> [Information provided]:
┄┄┄┄┄┄┄┄┄┄

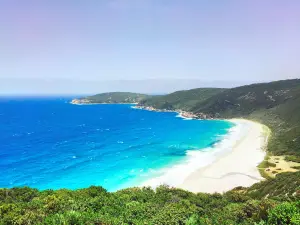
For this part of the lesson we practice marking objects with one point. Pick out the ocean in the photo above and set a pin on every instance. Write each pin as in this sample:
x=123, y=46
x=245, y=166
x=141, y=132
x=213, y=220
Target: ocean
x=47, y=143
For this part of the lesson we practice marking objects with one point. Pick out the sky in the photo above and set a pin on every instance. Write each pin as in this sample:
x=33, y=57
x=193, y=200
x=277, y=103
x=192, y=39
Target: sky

┄┄┄┄┄┄┄┄┄┄

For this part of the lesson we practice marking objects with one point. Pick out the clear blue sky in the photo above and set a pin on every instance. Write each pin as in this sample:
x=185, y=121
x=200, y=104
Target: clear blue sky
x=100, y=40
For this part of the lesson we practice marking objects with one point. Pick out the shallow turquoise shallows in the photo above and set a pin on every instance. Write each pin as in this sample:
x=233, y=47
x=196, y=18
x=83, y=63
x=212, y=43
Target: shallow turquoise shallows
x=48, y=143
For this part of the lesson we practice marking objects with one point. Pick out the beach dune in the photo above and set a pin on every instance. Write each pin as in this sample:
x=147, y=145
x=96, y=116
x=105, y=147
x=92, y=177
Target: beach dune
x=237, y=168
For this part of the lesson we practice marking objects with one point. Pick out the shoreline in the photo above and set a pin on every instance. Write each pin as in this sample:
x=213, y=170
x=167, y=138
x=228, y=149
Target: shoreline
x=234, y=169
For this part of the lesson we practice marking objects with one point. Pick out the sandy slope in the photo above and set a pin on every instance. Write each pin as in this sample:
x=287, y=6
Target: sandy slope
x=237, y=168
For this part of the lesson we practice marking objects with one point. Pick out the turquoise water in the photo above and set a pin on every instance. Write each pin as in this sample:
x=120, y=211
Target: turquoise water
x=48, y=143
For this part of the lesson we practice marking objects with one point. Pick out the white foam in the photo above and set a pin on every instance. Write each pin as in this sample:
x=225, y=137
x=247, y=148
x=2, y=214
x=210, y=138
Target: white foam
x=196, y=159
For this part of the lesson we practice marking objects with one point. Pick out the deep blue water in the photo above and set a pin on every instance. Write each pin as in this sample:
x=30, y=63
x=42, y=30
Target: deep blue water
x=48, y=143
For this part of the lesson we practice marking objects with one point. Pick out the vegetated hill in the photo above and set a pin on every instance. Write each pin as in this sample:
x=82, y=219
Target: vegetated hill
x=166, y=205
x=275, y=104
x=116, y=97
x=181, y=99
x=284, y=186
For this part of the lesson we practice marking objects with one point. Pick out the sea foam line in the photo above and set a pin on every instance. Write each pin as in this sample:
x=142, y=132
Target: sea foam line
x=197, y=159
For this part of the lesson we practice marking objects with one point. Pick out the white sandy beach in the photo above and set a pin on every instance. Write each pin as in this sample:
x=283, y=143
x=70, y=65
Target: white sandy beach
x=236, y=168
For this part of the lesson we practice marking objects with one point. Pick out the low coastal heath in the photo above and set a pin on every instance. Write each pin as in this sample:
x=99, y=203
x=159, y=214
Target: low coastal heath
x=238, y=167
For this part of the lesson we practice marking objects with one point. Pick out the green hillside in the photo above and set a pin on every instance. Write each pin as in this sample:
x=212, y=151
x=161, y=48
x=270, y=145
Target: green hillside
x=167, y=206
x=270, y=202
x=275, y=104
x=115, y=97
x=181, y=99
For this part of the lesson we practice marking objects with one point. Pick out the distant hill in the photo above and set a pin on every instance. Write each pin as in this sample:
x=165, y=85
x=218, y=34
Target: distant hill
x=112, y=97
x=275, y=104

┄┄┄┄┄┄┄┄┄┄

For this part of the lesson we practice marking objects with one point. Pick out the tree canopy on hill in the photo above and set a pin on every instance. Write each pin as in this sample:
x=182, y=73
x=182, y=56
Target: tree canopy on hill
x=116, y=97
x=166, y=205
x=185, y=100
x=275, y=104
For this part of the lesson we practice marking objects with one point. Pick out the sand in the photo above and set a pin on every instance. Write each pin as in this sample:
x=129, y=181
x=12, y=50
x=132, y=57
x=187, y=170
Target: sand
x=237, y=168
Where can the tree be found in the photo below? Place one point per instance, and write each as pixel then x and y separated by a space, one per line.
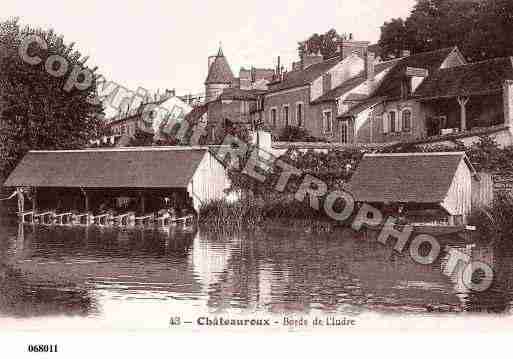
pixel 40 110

┄┄┄┄┄┄┄┄┄┄

Copy word for word the stretch of entries above from the line that has "Target: shoreline" through the line that has "x=161, y=48", both ends included, and nothing outside it.

> [Solved exercise]:
Target: shoreline
x=234, y=169
For this part of the lesson we practice marking objects with one point. Pick out the sandy slope in the photo above and set a pin on every instance. Write each pin as in this sample:
x=287, y=6
Target: sandy slope
x=237, y=168
For this part of the lesson we practice marking objects with one point. Pick out the turquoise water in the photo above and set a pin on every instance. Write each pin as in this sample:
x=120, y=211
Target: turquoise water
x=48, y=143
For this part of the lesson we practice marking objects with one point. Pick out the white foam in the photo above and set a pin on every instance. Write each pin as in this sample:
x=225, y=137
x=247, y=148
x=2, y=214
x=210, y=138
Target: white foam
x=196, y=159
For this part of the lesson we practice marking objects with one point. Pick out the deep blue water in the photo above and set a pin on every instance. Write each pin as in this sample:
x=30, y=63
x=42, y=30
Target: deep blue water
x=48, y=143
For this part of the lesson we practice marking objects with one point. Pick out the vegetated hill in the photo above and set a pin on every instance. Write each pin as in this sample:
x=82, y=219
Target: vegetated hill
x=166, y=205
x=275, y=104
x=116, y=97
x=181, y=99
x=284, y=186
For this part of the lesson we practice marking objects with one point. Pick out the sea foam line in the photo above and set a pin on every instance. Write each pin as in this sample:
x=142, y=132
Target: sea foam line
x=197, y=159
For this part of the lesson we practice marking objects with one point. Pick out the white sandy beach in the photo above and set a pin on every instance. Write each pin as in this sample:
x=283, y=143
x=70, y=65
Target: white sandy beach
x=236, y=168
For this part of the lesson we practice marking objects with one point. Pick out the low coastal heath in the photo above and set a pin on every instance. Write each pin as in this sample:
x=99, y=203
x=159, y=214
Target: low coastal heath
x=238, y=167
For this part of the lesson we practice marking objects with one point. Pick out the green hillside in the photo above and set a pin on every instance. Write each pin as in this sample:
x=212, y=151
x=161, y=48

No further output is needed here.